* _Job_
Retype, without alteration, each line from the line containing "point: yellow bill" to the final line of the records.

[Some records]
_ _ _ _
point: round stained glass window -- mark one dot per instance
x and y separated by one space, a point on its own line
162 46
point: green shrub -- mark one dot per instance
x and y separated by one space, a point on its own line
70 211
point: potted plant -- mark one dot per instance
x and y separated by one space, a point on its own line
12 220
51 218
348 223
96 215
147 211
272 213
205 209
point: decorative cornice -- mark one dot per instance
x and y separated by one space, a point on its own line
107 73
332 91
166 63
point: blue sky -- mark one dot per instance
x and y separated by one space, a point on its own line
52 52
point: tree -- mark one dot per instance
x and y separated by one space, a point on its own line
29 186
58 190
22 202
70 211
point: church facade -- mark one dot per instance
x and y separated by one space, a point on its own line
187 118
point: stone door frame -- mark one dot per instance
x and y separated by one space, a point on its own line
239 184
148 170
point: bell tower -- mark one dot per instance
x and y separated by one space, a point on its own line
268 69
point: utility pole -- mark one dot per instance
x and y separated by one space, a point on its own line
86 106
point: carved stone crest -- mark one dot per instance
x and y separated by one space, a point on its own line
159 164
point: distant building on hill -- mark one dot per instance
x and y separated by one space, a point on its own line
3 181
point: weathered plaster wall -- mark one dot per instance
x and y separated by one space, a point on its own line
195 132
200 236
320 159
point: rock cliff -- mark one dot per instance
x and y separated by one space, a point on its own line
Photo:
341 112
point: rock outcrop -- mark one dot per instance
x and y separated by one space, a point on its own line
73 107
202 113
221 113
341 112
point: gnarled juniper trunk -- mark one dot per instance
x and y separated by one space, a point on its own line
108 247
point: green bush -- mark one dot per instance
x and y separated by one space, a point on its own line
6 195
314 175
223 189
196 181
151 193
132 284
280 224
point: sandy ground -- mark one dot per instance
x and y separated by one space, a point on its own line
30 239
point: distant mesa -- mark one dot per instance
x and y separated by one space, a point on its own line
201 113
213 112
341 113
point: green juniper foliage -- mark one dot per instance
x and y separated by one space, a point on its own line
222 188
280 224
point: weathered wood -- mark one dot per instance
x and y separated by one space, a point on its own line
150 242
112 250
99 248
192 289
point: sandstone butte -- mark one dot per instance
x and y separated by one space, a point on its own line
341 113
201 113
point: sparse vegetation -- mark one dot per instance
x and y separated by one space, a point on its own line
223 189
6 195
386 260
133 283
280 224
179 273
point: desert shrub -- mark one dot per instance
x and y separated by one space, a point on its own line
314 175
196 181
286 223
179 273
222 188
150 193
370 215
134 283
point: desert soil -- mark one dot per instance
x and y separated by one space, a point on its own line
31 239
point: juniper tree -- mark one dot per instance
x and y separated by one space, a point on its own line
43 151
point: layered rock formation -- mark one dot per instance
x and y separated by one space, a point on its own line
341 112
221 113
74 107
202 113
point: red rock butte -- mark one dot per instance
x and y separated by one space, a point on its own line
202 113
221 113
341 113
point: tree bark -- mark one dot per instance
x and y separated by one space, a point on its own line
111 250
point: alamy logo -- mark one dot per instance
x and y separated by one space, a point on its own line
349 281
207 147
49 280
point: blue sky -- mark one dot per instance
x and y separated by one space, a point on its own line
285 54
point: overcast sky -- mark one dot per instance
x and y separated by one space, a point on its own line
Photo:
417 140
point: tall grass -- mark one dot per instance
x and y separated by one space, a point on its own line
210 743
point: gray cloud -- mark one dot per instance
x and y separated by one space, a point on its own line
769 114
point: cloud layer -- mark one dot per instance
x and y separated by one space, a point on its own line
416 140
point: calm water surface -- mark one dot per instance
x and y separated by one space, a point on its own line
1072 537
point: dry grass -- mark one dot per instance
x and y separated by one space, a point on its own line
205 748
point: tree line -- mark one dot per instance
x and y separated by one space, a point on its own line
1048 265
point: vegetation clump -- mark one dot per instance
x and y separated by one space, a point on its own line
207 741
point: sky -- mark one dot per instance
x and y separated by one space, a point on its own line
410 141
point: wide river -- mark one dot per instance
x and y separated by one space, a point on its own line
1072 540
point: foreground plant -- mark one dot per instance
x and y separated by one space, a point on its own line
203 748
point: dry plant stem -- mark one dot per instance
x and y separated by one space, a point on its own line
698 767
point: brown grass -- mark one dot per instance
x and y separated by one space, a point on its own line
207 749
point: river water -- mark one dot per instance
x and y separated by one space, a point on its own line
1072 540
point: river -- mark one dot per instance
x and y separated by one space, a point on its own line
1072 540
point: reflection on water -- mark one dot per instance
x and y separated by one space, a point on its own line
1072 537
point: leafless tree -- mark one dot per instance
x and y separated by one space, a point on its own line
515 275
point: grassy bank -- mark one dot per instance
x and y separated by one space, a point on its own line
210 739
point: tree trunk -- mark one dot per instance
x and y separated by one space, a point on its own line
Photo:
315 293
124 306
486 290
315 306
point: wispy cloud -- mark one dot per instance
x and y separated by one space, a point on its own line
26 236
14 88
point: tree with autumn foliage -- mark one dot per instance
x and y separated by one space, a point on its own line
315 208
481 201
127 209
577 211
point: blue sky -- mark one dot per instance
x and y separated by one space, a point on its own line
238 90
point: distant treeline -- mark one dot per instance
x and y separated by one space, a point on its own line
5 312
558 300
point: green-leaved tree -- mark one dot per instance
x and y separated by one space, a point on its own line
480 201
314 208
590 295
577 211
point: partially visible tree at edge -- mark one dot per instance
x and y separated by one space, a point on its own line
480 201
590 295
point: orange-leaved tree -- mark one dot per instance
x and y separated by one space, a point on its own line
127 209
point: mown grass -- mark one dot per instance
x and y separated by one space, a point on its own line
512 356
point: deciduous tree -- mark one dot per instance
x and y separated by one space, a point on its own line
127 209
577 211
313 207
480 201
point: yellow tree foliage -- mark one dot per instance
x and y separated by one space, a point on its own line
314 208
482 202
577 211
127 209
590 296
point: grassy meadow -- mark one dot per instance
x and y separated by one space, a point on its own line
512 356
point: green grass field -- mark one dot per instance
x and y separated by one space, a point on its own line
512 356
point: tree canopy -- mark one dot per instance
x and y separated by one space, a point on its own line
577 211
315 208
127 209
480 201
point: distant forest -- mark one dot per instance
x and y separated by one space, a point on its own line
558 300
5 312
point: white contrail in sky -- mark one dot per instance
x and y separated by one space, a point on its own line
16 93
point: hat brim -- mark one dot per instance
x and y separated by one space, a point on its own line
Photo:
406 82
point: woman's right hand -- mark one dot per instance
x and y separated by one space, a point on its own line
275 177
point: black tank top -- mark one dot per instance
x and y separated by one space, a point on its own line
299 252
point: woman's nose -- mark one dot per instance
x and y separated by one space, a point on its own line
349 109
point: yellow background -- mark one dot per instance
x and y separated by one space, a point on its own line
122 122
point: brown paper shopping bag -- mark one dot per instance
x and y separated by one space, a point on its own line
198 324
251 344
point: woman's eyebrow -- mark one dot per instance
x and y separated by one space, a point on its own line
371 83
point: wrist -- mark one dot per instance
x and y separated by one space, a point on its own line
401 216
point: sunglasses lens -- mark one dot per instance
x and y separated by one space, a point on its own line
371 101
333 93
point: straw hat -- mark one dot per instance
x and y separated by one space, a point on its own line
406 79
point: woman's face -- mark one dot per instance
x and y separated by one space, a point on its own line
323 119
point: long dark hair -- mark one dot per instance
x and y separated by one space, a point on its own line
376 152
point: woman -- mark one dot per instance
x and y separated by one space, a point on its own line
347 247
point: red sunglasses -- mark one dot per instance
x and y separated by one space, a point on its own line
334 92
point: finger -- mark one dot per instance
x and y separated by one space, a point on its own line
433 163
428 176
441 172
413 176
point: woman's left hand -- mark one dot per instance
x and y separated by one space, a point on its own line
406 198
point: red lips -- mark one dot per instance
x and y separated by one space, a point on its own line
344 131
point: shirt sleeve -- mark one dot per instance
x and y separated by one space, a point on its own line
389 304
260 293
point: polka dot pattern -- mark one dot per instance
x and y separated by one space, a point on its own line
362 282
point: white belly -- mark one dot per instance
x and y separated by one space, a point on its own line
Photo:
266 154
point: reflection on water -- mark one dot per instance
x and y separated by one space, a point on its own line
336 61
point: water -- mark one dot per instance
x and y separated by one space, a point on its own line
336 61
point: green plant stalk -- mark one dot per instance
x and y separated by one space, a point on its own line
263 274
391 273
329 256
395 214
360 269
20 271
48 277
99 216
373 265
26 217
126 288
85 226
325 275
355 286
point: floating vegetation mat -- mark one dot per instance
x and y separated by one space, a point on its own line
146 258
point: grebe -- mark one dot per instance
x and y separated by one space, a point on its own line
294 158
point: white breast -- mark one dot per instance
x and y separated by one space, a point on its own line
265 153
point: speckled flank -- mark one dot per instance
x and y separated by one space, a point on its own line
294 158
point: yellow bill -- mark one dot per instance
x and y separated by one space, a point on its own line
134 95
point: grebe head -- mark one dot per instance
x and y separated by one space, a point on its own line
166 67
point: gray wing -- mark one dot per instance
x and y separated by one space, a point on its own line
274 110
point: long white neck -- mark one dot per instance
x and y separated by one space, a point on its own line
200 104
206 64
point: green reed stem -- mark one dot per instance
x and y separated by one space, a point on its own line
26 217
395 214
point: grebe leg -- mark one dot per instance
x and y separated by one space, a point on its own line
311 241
_ _ _ _
* _Answer below_
point: yellow bill -- mark one dot per instance
x and y separated by one space, a point on its own line
134 95
point: grebe head -- mark one dot per instance
x and y separated by one space, a point on its own line
166 67
point: gray wing -- mark one dot per instance
x and y separated by one space, a point on its own line
274 110
point: long white neck -- mark one dot per instance
x and y separated by one space, a point on its own line
200 104
206 64
point: green reed stem -- mark one dot per instance
x and y separated by one space, a point on its own line
26 217
395 214
point: grebe leg -- mark one dot per instance
x and y separated by one space, a point on its own line
311 241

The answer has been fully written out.